## [THE PROBLEM]
Print all the records below exactly as they stand, but leave out the pictures.
(DATASET CONTENT Opens)
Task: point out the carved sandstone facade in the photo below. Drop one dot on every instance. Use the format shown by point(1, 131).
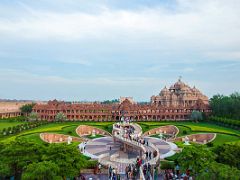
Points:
point(179, 94)
point(170, 108)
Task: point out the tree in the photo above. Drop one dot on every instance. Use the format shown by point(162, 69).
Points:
point(195, 157)
point(33, 116)
point(67, 157)
point(226, 106)
point(219, 171)
point(18, 154)
point(228, 154)
point(60, 117)
point(27, 109)
point(46, 170)
point(196, 115)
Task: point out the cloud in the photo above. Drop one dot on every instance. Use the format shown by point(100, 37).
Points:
point(233, 55)
point(197, 22)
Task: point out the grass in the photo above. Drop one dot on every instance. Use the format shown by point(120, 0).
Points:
point(69, 128)
point(9, 124)
point(96, 136)
point(32, 137)
point(225, 138)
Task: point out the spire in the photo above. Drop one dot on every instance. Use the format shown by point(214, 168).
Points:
point(179, 79)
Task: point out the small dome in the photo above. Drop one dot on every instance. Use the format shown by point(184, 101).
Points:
point(164, 91)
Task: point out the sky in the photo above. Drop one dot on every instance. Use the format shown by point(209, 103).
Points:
point(80, 50)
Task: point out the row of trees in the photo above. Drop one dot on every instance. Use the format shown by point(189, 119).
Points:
point(21, 127)
point(225, 122)
point(221, 162)
point(28, 160)
point(226, 106)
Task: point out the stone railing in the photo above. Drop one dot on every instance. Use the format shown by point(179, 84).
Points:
point(84, 130)
point(201, 138)
point(58, 138)
point(115, 158)
point(105, 162)
point(130, 142)
point(169, 129)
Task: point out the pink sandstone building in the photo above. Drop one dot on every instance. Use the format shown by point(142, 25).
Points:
point(175, 103)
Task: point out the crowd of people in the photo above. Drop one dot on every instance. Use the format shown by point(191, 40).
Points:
point(112, 174)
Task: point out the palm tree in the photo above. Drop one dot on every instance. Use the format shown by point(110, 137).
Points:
point(60, 117)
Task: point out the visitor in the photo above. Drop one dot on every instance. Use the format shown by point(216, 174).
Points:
point(99, 168)
point(110, 172)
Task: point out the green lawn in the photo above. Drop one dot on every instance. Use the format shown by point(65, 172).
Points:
point(9, 124)
point(93, 137)
point(225, 138)
point(69, 128)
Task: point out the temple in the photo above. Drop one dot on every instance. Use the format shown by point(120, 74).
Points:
point(179, 95)
point(175, 103)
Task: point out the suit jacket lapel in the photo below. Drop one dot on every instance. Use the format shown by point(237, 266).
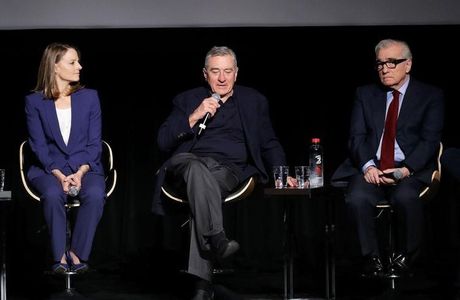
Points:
point(408, 105)
point(379, 107)
point(53, 122)
point(75, 115)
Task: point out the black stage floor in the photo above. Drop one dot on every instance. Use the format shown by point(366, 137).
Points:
point(118, 283)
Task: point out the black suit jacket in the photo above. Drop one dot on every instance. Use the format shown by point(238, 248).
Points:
point(418, 133)
point(176, 136)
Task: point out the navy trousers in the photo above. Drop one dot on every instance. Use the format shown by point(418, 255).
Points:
point(92, 199)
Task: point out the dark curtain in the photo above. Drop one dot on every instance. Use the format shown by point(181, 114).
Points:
point(309, 75)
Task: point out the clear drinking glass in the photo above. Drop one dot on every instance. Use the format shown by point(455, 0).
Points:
point(280, 174)
point(301, 176)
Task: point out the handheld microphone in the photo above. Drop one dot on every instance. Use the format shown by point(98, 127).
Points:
point(208, 115)
point(73, 191)
point(396, 175)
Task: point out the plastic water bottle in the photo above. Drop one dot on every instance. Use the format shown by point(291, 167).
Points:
point(316, 164)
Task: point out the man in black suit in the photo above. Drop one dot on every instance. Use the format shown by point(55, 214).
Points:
point(417, 130)
point(210, 160)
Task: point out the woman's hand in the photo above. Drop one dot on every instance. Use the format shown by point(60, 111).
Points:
point(62, 179)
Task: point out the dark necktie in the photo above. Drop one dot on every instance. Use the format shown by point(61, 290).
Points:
point(387, 159)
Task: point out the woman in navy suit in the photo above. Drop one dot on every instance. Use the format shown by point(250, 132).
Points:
point(64, 125)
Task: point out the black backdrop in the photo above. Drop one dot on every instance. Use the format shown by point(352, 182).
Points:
point(308, 74)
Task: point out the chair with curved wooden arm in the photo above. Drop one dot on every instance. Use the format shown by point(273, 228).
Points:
point(26, 159)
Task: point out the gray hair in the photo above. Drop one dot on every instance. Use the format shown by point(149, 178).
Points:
point(390, 42)
point(220, 51)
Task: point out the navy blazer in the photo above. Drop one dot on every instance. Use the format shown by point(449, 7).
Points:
point(176, 136)
point(45, 139)
point(418, 132)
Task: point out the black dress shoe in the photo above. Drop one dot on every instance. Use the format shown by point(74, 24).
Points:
point(223, 247)
point(373, 266)
point(227, 248)
point(400, 264)
point(203, 294)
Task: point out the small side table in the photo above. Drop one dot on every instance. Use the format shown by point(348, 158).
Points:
point(5, 200)
point(329, 228)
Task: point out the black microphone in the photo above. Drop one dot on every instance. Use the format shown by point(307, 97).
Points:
point(208, 115)
point(396, 175)
point(73, 191)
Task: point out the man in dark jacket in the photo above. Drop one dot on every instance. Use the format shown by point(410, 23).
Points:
point(219, 136)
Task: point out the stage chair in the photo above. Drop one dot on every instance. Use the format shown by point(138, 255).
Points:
point(26, 157)
point(384, 208)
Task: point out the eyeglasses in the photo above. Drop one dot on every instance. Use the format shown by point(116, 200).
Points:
point(391, 64)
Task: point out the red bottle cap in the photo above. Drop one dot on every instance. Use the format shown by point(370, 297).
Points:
point(315, 140)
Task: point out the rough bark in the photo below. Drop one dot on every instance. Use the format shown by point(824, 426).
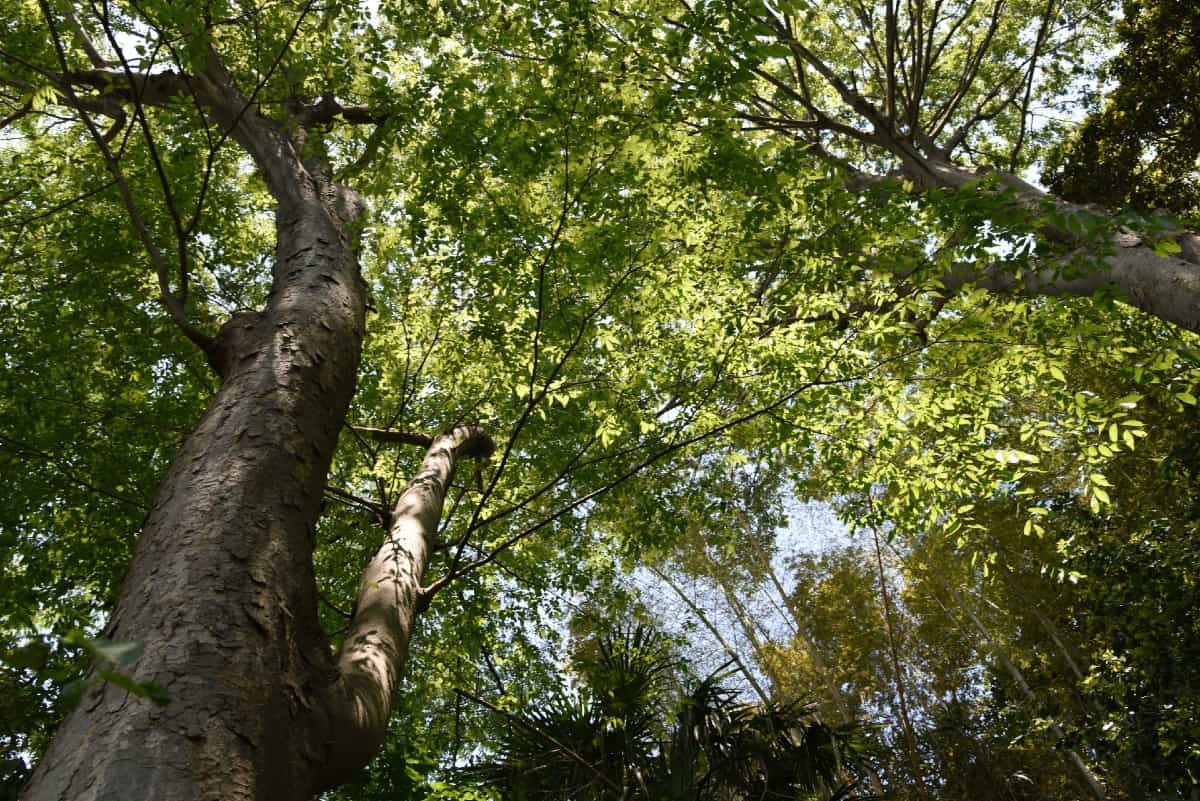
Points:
point(355, 709)
point(221, 589)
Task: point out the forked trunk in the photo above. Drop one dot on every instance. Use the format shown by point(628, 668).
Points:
point(221, 586)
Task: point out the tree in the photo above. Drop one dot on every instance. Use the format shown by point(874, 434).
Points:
point(633, 732)
point(221, 594)
point(557, 247)
point(942, 100)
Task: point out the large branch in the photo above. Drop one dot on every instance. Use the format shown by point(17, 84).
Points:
point(1167, 287)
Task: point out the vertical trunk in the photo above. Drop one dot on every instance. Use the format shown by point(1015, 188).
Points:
point(221, 589)
point(1081, 768)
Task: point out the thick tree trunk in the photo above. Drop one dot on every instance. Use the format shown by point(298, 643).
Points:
point(221, 589)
(DATASET CONTENT Closes)
## [EXPECTED ANSWER]
Task: point out the carved sandstone facade in the photo below. Drop one dot on every instance. Use the format shown by point(1, 131).
Points:
point(179, 94)
point(170, 108)
Task: point out the tree in the photo above. Drop one dot on every instance. Use the format shown by point(162, 69).
Points:
point(195, 157)
point(33, 116)
point(67, 157)
point(226, 106)
point(219, 171)
point(18, 154)
point(228, 154)
point(60, 117)
point(27, 109)
point(46, 170)
point(196, 115)
Task: point out the cloud in the photo above. Drop one dot on every instance. Use the format shown by point(100, 37).
Points:
point(233, 55)
point(197, 22)
Task: point out the grass in the photo above. Drop one dot on every instance. Use the format shown by point(120, 0).
Points:
point(69, 128)
point(9, 124)
point(96, 136)
point(32, 137)
point(225, 138)
Task: point out the spire in the photo above. Drop one dot on every instance. Use the format shown by point(214, 168).
Points:
point(179, 79)
Task: point out the small dome in the photo above. Drop one dot on every instance. Use the format shown by point(184, 101).
Points:
point(164, 91)
Task: point out the sky in the photo above. Drop one dot on every instance. Use the format shown by point(209, 103).
Points:
point(80, 50)
Task: point out the row of trees in the photo above. Drop one dot on every instance. Use the format shown by point(189, 119).
Points:
point(21, 127)
point(225, 122)
point(221, 162)
point(28, 160)
point(226, 106)
Task: point out the stone railing in the photo above. Drop one dot on every instance. Use the format shown by point(179, 84).
Points:
point(84, 130)
point(201, 138)
point(58, 138)
point(115, 158)
point(105, 162)
point(130, 142)
point(169, 129)
Task: point out the pink sandstone building in the photo above. Drop one dot on every instance. Use the format shown by point(142, 25).
Points:
point(175, 103)
Task: point out the crowd of people in the photo above. Drop one dot on every instance. Use the format shown by point(191, 40).
Points:
point(112, 174)
Task: point out the palm tree in the photo above. Drop one dot on every instance. Use the format shown by point(110, 137).
Points:
point(60, 117)
Task: point out the visitor in the photo above. Drop one dot on every instance. Use the format shown by point(216, 174).
Points:
point(99, 168)
point(110, 172)
Task: point out the green lawn in the photo above. Drop one dot on every instance. Use the format shown by point(65, 172).
Points:
point(9, 124)
point(93, 137)
point(225, 138)
point(69, 128)
Task: point out the temple in the photo above. Drop one dot on every instance. Use the format shown by point(120, 74).
Points:
point(179, 95)
point(175, 103)
Task: point out the suit jacket lapel in the photo below. Drop one dot on every instance. Use the format shown by point(237, 266).
Points:
point(408, 105)
point(379, 107)
point(53, 122)
point(75, 115)
Task: point out the black stage floor in the photo above. Drop one dot on every instance. Use the format shown by point(366, 137).
Points:
point(118, 283)
Task: point out the black suit jacket in the photo above. Drop one dot on every instance. Use the format shown by point(238, 248).
Points:
point(418, 133)
point(176, 136)
Task: point out the navy trousers in the photo above. Drop one dot on every instance. Use the format shown by point(418, 255).
Points:
point(92, 199)
Task: point out the dark curtain in the photo above. Drop one dot on every instance. Use the format shown by point(181, 114).
Points:
point(309, 75)
Task: point out the clear drinking glass in the photo above. Drop one dot on every instance. Use the format shown by point(455, 0).
Points:
point(280, 174)
point(301, 176)
Task: point out the handheld microphone in the photo above. Drop one dot on every instance. Use the format shown by point(98, 127).
Points:
point(208, 115)
point(73, 191)
point(396, 175)
Task: point out the plastic water bottle in the photo above. Drop one dot on every instance. Use the format shown by point(291, 167).
Points:
point(316, 164)
Task: point out the man in black suit in the photo above. Drop one dot on every instance. Use the format shown by point(55, 214).
Points:
point(417, 130)
point(210, 160)
Task: point out the woman's hand in the photo above. Drop one dot on every instance. Use the format shown by point(60, 111).
Points:
point(62, 179)
Task: point out the dark necktie in the photo above. Drop one dot on every instance. Use the format shown by point(61, 290).
Points:
point(387, 159)
Task: point out the woman in navy suit in the photo above. Drop one dot on every instance. Use the format shown by point(250, 132).
Points:
point(64, 125)
Task: point out the black backdrop in the photo above. Drop one dot on every instance. Use the format shown by point(352, 182).
Points:
point(308, 74)
Task: point out the chair with curved wooden arm in the photo above. Drop one dot on every instance. Use the format shown by point(273, 228).
Points:
point(26, 159)
Task: point out the gray hair in the photo above. Drop one dot on every instance. Use the format shown by point(149, 178).
Points:
point(390, 42)
point(220, 51)
Task: point out the navy blazer in the photo above. Drop one dot on every instance. Use the format shown by point(449, 7).
Points:
point(176, 136)
point(45, 139)
point(418, 132)
Task: point out the black dress shoe in the photo above. Drop one dot on every instance. Use the format shown by point(74, 24).
Points:
point(223, 247)
point(373, 266)
point(227, 248)
point(400, 264)
point(203, 294)
Task: point out the small side table in the photo above. Drop one dot on every instance. Use the format shown by point(348, 158).
Points:
point(5, 200)
point(329, 228)
Task: point out the black microphone in the photo above. Drop one dot on every instance. Use the format shown by point(307, 97).
Points:
point(208, 115)
point(396, 175)
point(73, 191)
Task: point out the man in dark jacket in the photo above. Drop one dot on every instance. Use the format shown by point(410, 23).
Points:
point(219, 136)
Task: point out the stage chair in the photo above. Drop one dot on every instance. Use the format shown by point(138, 255).
Points:
point(26, 157)
point(384, 208)
Task: point out the eyeglasses in the photo above. Drop one dot on every instance. Use the format shown by point(116, 200).
Points:
point(391, 64)
Task: point out the red bottle cap in the photo above. Drop one dot on every instance. Use the format shown by point(370, 297).
Points:
point(315, 140)
Task: point out the rough bark in the photo below. Drop one dot on every instance. Use the format shown by point(824, 426).
Points:
point(355, 709)
point(221, 589)
Task: point out the forked trunk in the photo above. Drop one dot on every instance. Use the format shown by point(628, 668).
Points:
point(221, 586)
Task: point out the tree in the photo above. Drop one dot on every instance. Use the format shown by point(874, 434).
Points:
point(633, 732)
point(221, 594)
point(557, 247)
point(942, 100)
Task: point out the large branch in the photo above. Drop one dot on every instance. Use the format shown by point(17, 84).
Points:
point(1167, 287)
Task: point out the vertical trunk in the photo above. Drop one dot on every instance. Use the format shown by point(1015, 188).
Points:
point(221, 589)
point(1081, 768)
Task: point out the thick tree trunk in the photo above. Drop one dot on every instance. Use the format shown by point(298, 643).
Points:
point(221, 589)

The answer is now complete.